## YOUR GOAL
Please copy out every line of the entries below that contains the string "instance". Case counts.

## INPUT DATA
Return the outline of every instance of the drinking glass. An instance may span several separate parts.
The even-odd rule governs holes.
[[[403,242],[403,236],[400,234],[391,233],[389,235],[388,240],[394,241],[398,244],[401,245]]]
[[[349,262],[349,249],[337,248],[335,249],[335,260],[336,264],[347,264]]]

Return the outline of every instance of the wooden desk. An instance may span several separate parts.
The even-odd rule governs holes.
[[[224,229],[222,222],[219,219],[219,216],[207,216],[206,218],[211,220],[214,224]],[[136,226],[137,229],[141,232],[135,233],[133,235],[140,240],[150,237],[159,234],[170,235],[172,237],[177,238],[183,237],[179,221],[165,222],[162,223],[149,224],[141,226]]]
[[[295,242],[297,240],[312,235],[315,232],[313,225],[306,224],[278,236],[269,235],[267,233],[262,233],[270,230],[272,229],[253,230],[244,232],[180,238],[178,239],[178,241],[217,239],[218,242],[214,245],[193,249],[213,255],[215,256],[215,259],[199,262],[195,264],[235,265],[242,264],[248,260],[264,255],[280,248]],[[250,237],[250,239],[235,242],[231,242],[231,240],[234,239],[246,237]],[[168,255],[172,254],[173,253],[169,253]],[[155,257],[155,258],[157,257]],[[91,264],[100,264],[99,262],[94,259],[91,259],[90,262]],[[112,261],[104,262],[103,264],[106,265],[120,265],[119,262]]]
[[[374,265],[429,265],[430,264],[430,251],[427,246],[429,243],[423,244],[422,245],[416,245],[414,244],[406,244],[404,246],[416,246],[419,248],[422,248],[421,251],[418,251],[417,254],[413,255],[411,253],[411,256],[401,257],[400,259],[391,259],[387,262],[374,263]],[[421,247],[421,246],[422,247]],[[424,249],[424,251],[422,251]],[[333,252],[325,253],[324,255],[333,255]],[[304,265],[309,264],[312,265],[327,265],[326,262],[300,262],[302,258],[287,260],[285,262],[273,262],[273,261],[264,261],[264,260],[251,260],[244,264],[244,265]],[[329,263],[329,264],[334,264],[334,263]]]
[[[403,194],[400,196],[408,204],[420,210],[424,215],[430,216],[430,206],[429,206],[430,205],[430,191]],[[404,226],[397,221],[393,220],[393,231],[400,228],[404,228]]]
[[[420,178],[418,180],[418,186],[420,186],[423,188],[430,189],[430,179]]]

## CORRECT ANSWER
Return the outline of every instance of the drinking glass. An instance may span several separate parts.
Return the outline of every instance of the wooden desk. An instance may span several separate parts.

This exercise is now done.